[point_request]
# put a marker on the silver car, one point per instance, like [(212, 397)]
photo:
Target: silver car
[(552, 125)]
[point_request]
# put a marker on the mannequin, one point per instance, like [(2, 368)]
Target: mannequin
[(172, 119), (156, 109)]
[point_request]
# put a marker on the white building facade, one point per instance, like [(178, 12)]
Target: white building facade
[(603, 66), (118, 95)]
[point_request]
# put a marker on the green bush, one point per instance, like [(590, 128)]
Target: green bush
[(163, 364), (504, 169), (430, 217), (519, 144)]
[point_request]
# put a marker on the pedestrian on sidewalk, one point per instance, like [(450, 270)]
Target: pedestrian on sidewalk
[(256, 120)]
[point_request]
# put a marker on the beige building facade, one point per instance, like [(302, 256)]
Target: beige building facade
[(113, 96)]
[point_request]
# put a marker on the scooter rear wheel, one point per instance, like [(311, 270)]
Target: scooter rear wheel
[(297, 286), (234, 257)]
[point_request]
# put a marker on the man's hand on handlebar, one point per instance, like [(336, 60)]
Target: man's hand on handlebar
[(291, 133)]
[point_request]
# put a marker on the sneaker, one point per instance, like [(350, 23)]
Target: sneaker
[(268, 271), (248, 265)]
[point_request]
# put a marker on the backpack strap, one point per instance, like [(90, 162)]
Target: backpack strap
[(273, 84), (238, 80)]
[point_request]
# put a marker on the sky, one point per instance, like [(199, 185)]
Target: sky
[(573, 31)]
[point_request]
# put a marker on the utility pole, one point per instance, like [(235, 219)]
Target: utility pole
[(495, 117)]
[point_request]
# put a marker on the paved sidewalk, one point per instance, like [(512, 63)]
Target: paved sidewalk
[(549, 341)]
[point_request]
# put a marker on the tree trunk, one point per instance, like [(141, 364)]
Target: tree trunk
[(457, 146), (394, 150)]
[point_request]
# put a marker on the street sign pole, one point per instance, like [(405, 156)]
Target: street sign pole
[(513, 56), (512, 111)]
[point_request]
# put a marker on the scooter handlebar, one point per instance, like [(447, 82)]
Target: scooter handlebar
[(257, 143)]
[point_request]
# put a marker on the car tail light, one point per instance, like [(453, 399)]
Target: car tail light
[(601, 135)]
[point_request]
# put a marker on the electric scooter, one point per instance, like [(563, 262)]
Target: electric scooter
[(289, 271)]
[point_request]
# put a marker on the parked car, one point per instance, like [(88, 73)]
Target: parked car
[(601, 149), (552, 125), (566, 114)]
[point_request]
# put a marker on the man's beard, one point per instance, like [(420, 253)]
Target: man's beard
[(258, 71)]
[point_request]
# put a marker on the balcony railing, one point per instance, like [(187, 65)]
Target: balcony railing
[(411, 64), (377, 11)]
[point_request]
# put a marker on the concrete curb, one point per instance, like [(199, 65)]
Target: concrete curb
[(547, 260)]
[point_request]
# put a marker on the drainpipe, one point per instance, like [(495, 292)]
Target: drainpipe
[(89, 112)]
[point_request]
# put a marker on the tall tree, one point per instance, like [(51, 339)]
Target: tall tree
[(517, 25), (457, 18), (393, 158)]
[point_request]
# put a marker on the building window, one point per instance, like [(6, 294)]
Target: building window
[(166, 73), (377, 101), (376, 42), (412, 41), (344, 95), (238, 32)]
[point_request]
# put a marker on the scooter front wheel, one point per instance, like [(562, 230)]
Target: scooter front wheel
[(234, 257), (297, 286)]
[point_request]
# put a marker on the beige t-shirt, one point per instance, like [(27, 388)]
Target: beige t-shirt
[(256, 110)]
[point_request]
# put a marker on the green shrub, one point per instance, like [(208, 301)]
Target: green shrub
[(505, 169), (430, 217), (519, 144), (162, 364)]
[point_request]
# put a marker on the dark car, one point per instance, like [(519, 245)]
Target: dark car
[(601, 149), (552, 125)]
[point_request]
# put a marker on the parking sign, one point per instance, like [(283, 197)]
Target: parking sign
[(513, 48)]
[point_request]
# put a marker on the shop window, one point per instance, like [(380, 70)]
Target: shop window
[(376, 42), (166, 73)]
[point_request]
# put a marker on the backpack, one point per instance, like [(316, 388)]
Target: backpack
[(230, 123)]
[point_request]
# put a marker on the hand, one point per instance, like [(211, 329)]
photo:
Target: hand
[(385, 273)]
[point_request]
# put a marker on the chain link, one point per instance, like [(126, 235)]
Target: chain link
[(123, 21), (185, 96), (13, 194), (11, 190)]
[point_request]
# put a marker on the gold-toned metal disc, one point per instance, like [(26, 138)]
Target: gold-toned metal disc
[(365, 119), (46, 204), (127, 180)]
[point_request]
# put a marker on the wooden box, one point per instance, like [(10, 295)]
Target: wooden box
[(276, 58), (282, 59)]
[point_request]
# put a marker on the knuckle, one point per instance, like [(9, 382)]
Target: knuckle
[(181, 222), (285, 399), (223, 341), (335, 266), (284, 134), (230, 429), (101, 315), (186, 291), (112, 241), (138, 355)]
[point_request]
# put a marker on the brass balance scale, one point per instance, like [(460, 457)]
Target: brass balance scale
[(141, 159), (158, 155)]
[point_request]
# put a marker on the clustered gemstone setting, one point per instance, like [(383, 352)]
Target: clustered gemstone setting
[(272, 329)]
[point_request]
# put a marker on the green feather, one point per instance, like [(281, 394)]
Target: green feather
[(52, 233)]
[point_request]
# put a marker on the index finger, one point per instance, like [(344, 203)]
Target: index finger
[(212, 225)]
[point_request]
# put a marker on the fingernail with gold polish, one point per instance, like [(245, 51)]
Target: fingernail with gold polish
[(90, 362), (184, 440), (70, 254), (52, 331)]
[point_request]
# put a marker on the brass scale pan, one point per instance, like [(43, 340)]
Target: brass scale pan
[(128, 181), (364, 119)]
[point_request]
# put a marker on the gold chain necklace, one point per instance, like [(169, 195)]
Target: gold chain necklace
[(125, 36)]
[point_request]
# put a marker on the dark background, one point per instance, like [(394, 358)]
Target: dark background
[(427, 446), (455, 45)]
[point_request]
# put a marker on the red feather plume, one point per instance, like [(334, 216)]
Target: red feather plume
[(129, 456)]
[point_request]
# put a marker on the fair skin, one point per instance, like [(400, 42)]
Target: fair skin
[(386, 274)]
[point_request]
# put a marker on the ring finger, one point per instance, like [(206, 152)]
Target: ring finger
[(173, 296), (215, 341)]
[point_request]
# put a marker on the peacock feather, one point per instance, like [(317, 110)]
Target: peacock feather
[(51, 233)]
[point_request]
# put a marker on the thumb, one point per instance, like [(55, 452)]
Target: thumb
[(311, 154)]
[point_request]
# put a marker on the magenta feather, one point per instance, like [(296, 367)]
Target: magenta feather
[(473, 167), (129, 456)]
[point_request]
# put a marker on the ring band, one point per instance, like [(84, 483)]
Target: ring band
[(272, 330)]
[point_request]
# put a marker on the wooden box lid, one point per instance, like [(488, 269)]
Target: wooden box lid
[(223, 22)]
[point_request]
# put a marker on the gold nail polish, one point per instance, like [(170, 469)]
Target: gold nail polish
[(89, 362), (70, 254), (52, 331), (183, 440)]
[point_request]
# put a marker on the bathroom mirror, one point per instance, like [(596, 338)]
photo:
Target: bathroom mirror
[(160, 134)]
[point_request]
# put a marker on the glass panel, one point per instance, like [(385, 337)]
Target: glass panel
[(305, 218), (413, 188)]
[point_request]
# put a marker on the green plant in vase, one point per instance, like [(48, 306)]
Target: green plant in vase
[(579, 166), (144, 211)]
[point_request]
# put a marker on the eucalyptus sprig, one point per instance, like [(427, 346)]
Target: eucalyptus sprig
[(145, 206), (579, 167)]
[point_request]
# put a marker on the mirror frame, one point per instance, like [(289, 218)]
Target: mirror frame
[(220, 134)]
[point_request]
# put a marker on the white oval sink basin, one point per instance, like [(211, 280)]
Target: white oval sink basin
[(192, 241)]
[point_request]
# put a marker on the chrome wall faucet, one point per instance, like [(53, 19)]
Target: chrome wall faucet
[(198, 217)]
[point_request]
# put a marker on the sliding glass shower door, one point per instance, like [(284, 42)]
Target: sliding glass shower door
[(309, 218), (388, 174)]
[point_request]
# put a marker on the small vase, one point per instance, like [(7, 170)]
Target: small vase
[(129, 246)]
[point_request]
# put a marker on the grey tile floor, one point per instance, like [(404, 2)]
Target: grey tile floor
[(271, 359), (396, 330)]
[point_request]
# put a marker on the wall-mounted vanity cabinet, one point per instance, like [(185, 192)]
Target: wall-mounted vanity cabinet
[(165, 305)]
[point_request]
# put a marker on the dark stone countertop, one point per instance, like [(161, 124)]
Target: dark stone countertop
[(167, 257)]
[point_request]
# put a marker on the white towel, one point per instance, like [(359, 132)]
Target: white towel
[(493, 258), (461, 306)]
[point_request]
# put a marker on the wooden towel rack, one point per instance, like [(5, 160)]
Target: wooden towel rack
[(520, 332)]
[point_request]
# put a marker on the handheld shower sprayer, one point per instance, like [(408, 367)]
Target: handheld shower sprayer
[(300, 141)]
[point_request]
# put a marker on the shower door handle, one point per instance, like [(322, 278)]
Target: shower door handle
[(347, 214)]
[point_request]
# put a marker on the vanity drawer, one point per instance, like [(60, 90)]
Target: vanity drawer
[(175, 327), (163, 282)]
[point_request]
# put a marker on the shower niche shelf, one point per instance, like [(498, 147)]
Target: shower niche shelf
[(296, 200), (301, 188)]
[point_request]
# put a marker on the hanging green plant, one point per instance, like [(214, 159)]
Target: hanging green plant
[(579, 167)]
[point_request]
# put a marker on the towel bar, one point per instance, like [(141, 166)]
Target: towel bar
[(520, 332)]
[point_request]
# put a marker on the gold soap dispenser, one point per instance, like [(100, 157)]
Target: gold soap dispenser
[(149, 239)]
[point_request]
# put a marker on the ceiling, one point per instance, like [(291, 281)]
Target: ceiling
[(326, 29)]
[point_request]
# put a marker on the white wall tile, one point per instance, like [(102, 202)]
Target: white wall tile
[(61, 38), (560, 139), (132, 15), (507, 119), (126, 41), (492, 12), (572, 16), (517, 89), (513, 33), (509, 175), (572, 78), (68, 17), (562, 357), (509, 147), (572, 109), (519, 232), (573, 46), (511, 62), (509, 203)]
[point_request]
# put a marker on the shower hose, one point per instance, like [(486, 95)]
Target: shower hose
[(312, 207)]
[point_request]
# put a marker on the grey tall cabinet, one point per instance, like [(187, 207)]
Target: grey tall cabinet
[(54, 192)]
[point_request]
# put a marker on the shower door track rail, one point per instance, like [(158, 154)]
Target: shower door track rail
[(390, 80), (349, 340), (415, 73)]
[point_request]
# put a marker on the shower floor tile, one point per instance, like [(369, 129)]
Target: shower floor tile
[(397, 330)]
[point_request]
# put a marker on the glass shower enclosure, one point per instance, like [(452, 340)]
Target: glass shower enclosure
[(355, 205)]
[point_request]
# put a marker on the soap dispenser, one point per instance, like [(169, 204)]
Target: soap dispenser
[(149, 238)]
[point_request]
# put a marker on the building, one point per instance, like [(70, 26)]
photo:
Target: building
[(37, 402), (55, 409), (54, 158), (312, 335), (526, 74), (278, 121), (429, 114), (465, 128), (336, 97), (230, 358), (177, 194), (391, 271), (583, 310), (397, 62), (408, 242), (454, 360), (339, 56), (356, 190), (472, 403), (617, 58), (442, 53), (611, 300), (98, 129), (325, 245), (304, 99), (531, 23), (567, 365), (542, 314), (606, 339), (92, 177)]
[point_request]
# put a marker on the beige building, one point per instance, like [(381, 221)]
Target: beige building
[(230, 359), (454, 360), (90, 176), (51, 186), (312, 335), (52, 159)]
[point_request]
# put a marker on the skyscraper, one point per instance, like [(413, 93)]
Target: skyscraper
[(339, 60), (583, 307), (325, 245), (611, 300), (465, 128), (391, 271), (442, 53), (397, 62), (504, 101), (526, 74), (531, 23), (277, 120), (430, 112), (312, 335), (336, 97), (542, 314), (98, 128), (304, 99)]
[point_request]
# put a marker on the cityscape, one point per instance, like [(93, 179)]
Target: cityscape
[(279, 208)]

• _Objective_:
Can you turn the entries from their first line through the line containing "[(172, 119), (156, 109)]" into a Markdown table with a Row column numbering each line and a Line column holding it, skipping any blank lines?

• _Correct response_:
| Row | Line |
|---|---|
| 1 | [point_request] |
| 2 | # put a marker on the silver car, one point per instance, like [(212, 397)] |
| 3 | photo: |
| 4 | Target: silver car |
| 5 | [(552, 125)] |
| 6 | [point_request] |
| 7 | # put a marker on the mannequin, one point per instance, like [(2, 368)] |
| 8 | Target: mannequin |
| 9 | [(172, 119), (156, 109)] |